* TEXT SHOWN *
--
It’s hard on a marriage

I’ve heard all of the cliche’s about how hard having a child is on your marriage.  And, they are true.  Somewhere, I probably also heard that going through major medical issues with one of those children is even harder.  That’s true too.  And, now I realize why and want to explain to you, Miss M, should your dad and I not make it “til death do us part”.

It struck me today, as I was leaving a doctor’s appointment, frustrated by your father’s way interacting with the medical staff, and him frustrated with me, why this is so hard.  Most married couples aren’t put into these situations.  Most married couples don’t have to sit in a doctor’s office, have a ten minute conversation with a highly trained individual who is going to cut apart your child, and hopefully sew them back together again in the right way, hoping that we thought up all of the right questions to get all of the answers we need to get our baby through this ordeal.  Most married couples don’t have to leave the office, suppressing their fears, their emotions, their worries, not talking to each other about them, because quite honestly, the other person can’t take it either, and the other person doesn’t have any answers, just frustration of their own which might boil over with just the slightest little addition of your own emotions.  So it begins to feel like there is this whole part of you that you are not acknowledging, because you aren’t able to talk about these things, and you can’t rely upon the other person to help you – they are in their own pain, dealing with it in their own way.  It takes the utmost care and consideration and devotion to truly understand how another individual deals with their pain.  When you are in a position of grief, fear and pain of your own, it’s hard to take on another being’s pain as well.
--
* INFORMATION PROVIDED *
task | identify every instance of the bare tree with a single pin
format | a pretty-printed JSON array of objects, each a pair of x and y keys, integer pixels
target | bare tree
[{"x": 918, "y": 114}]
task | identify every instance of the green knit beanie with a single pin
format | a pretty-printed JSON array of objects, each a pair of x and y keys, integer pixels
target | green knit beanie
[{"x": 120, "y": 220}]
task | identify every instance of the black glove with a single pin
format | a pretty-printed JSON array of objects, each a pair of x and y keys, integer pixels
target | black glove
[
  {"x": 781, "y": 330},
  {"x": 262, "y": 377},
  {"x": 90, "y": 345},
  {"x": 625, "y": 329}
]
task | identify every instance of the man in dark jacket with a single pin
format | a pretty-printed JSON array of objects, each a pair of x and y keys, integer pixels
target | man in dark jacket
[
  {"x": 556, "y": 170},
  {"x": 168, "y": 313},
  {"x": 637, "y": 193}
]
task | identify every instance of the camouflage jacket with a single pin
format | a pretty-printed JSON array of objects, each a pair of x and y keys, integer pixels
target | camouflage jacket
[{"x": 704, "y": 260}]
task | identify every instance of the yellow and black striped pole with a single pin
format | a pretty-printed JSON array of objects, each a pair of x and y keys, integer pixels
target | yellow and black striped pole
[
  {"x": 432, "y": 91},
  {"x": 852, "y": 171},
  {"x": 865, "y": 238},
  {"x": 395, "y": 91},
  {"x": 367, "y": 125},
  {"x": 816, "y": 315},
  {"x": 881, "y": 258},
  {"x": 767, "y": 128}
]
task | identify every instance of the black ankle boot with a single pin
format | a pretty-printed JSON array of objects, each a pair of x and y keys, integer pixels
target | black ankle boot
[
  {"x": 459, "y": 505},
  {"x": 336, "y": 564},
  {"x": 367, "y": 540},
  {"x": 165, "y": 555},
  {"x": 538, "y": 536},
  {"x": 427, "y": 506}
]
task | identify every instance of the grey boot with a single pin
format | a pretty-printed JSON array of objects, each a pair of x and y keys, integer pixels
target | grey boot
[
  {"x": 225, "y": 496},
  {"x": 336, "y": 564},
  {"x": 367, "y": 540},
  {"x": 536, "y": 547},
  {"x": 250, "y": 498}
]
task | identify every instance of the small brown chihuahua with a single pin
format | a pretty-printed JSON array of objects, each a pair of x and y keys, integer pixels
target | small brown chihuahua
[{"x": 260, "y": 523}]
--
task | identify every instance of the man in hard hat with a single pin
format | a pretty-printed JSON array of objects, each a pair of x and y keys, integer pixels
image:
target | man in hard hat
--
* PROMPT 1 *
Answer these questions using the post on marriage:
(a) To whom does the writer address the explanation?
(b) What was the writer leaving when the realization struck?
(c) How long is the conversation with the highly trained individual in the doctor's office?
* PROMPT 2 *
Continue the post on marriage from its last sentence.

* RESPONSE AREA 1 *
(a) Miss M
(b) A doctor's appointment
(c) Ten minutes

* RESPONSE AREA 2 *
All of this makes it sound like your fault, my sweet Miss M.  And that would only be true if you somehow chose to be the way you are; clearly you didn’t, you had no say or responsibility in the matter. At the same time, nothing you do or don’t do could affect our general discontent with the cards that you have been dealt in this life.  So never worry your sweet little head, never think of our discontent as your fault.